Goal —
Render every line of the listing below as a Markdown table with two columns, Row and Line. Number the rows in order and leave out blank lines.

------------------------------------------------------------------------

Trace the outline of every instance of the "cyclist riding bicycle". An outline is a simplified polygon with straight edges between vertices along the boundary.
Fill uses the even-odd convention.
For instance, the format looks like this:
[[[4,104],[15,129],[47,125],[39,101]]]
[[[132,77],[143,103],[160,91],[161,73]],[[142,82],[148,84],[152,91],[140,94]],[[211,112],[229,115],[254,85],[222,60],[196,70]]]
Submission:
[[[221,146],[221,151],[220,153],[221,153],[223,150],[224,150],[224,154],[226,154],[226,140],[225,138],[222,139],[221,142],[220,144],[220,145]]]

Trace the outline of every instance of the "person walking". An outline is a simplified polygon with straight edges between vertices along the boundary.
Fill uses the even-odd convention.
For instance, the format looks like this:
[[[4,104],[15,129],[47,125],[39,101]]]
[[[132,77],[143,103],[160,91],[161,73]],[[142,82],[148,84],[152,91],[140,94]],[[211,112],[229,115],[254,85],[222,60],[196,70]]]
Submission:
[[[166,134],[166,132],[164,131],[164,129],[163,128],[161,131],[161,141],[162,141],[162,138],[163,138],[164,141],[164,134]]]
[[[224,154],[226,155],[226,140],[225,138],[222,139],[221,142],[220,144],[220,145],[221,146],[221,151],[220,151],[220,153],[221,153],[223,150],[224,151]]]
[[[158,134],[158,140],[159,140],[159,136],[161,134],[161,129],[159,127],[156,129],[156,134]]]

------------------------------------------------------------------------

Response to this task —
| Row | Line |
|---|---|
| 1 | Trace the outline of every instance of the "cyclist riding bicycle". An outline is a simplified polygon with straight edges between vertices along the boundary. |
| 2 | Fill uses the even-odd convention. |
| 3 | For instance, the format looks like this: |
| 4 | [[[4,104],[15,129],[47,125],[39,101]]] |
| 5 | [[[132,77],[143,103],[160,91],[161,73]],[[142,82],[148,84],[152,91],[140,94]],[[211,112],[229,115],[254,85],[222,60],[196,70]]] |
| 6 | Submission: |
| 7 | [[[221,146],[221,151],[220,153],[221,153],[223,150],[224,150],[224,154],[226,154],[226,140],[225,138],[222,139],[221,142],[220,144],[220,145]]] |
| 8 | Trace the outline of every instance of the "person walking". An outline is a simplified polygon with straight edges between vertices along the boundary. |
| 9 | Fill uses the even-odd convention. |
| 10 | For instance, the format looks like this: |
| 11 | [[[4,104],[15,129],[47,125],[39,101]]] |
| 12 | [[[132,77],[143,103],[160,91],[161,73]],[[142,82],[148,84],[152,91],[140,94]],[[211,112],[229,115],[254,85],[222,60],[196,70]]] |
| 13 | Submission: |
| 14 | [[[166,134],[166,132],[164,131],[164,129],[163,128],[161,131],[161,141],[162,141],[162,138],[163,138],[164,141],[164,134]]] |
| 15 | [[[224,154],[226,155],[226,140],[225,138],[222,139],[221,142],[220,144],[220,145],[221,146],[221,151],[220,151],[220,153],[221,153],[223,150],[224,151]]] |
| 16 | [[[158,134],[158,140],[159,140],[159,136],[161,134],[161,129],[159,127],[156,129],[156,134]]] |